TASK BRIEF
Reproduce the records below verbatim, every line from the first to the last, with no changes.

..........

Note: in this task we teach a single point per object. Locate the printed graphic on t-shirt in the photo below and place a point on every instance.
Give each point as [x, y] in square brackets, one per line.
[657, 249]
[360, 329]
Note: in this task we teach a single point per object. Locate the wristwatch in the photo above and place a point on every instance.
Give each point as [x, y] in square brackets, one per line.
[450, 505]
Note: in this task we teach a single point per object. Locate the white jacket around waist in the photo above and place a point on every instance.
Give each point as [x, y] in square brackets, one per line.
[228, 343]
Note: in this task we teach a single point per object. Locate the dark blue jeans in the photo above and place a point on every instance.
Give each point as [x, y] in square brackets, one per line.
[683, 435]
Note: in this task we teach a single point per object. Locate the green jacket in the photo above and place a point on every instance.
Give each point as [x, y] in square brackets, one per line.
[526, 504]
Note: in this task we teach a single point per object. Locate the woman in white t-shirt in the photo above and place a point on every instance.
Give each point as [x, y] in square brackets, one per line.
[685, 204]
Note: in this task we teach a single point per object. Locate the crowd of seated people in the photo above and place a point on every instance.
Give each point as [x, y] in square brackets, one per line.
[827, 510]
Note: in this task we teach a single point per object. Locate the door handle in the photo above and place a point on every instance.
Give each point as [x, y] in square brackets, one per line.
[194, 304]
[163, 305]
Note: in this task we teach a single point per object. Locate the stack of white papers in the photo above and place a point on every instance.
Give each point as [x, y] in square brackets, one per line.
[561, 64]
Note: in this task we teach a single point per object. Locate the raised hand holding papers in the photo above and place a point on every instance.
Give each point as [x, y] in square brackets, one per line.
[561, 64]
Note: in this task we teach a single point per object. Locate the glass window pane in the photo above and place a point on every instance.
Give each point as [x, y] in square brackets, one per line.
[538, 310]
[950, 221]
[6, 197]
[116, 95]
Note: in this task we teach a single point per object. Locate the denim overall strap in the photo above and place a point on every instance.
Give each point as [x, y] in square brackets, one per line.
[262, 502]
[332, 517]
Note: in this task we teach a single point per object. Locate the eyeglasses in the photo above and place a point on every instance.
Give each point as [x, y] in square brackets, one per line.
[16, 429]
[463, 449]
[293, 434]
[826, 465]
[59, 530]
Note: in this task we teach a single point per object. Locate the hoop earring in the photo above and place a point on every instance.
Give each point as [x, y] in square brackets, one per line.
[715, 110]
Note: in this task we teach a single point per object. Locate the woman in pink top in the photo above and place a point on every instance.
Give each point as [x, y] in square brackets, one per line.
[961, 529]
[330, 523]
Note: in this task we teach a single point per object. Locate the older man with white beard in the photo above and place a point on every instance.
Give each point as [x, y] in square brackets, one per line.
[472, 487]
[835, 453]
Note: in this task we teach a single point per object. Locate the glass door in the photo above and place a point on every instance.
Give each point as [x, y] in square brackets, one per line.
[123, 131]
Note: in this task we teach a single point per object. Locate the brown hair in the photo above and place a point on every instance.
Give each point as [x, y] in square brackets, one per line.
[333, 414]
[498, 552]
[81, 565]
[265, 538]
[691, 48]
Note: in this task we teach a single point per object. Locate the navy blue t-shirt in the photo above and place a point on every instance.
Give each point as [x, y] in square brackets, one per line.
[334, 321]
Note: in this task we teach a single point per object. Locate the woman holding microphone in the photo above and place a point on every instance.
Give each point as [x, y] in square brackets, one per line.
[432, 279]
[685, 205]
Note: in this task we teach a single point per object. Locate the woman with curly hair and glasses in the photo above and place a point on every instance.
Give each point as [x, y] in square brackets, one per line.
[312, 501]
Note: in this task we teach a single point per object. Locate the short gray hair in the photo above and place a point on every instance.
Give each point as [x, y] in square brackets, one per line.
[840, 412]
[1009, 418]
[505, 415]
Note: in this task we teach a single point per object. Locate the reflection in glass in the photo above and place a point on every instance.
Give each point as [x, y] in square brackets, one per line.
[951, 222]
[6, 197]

..........

FINISHED ANSWER
Note: in this task we teach a single point per object. Locate the printed graphic on t-shirt in the photo below and place a point on every instance.
Give each point as [x, y] in square brackets, one per line.
[657, 249]
[360, 329]
Note: in this task we teach a single point per object. Locate the wristwatch in the photo above and place a point on every instance.
Give each point as [x, y] in square brackets, one per line.
[450, 505]
Note: in this task we teach a single point per object. Locate the white jacket around waist in the photo above and place a point on every instance.
Give each point as [x, y] in square brackets, one per line.
[228, 343]
Note: in this task we teach a single point per object. Locate the dark blue jeans in the photo above and place a point on every instance.
Give each point as [x, y] in square brackets, one per line.
[683, 435]
Note: in this task we teach a single point per object. Locate the green jacket in the photo above and place a point on every instance.
Give each point as [x, y] in square brackets, one per line.
[526, 504]
Note: in this task we teach a single point per object. Locate the woman in white t-shirt in the photo above and place a point on every instance.
Give each point as [x, y] in square brackets, one per line.
[685, 204]
Note: in this task we teach a single point per object. Locate the crowd of seated people in the photo above and place a point on every instance.
Give each point as [x, y] in square brackets, one per line.
[827, 510]
Note: in this task we teach a single point per object. Locate the door handle in the photo above and place a point on every instance.
Give each point as [x, y] in square brackets, one per line.
[194, 304]
[163, 305]
Note: in this task we teach a single point per object. Locate the stack of white papers in the photo above and place a point on every instance.
Give each point as [x, y] in square brackets, one per line.
[561, 64]
Note: in this task we teach a single point per object. Locate the raised hand holding papers in the photo above and place a point on every instance.
Give each point as [x, y] in square brackets, one per line.
[561, 64]
Note: in this task we teach a single point per object. Locate the glass window pane in the photo above and place a point on every instance.
Give each point as [x, y] in square brackets, one per line.
[538, 310]
[950, 221]
[6, 197]
[116, 95]
Note: in this task we teach a single point per object. Locate the denim overall strap in the photo above and place a point on every instance.
Give each point as [x, y] in square brackets, one per line.
[262, 502]
[332, 517]
Note: in this task we teach a single point per object. Locate the eyeglasses in the photo above and place a point on every instance.
Give each point as [x, y] in square brackets, one per line.
[16, 429]
[463, 449]
[293, 434]
[826, 465]
[59, 530]
Note: in this task we teach a single point per object. Locate the hoop earring in the photo above and place a point on every instance.
Give each point as [x, y] in square brackets, one per line.
[715, 110]
Note: in this task we teach a single point per object. Locate the woman in pink top in the photo above and place a point on every instance.
Give each point as [x, y] in square brackets, one per line.
[961, 529]
[330, 523]
Note: in this task we teach a single point per object. Locate the older man with white beard in the photo above and place a point on every instance.
Give each point as [x, y] in square brackets, one per line.
[472, 487]
[835, 453]
Note: in this task we teach a single point per object. Locate the glass door in the photo above and place a point on every instance.
Give each point as [x, y] in square brackets, one per line.
[123, 131]
Note: in this task we teach a single point per object. Locate the brown hair in the photo above and place a point on every instance.
Give each point as [x, y] in square brackets, one per line.
[333, 414]
[498, 552]
[81, 565]
[265, 538]
[691, 48]
Note: in this task we teach a single point per object. Locate the navy blue t-shirt in the photo above and place a point on every instance.
Give each point as [x, y] in square brackets, one per line.
[334, 321]
Note: in this task we teach a single point per object. Locate the woman holding microphone in the photo above and place a point on every instance.
Give each point as [x, y] in square brackets, one per line.
[432, 279]
[685, 205]
Note: in this task we teach a single point per object. Locate the woman with curly hair and glasses in the photo above and place a point on every instance.
Give each point as [x, y] in square brackets, one per line.
[312, 501]
Note: in this task we teach a single point per object. Locate the short gray hair in the photo above and place a point on every instance.
Give each point as [x, y] in square brackets, one per line.
[840, 412]
[1009, 418]
[505, 415]
Note: in this task we teach a single point per object. Locate the reflection in glass in the photo above and place a point on every instance.
Give each point as [x, y] in square brackets, one per line.
[951, 222]
[6, 197]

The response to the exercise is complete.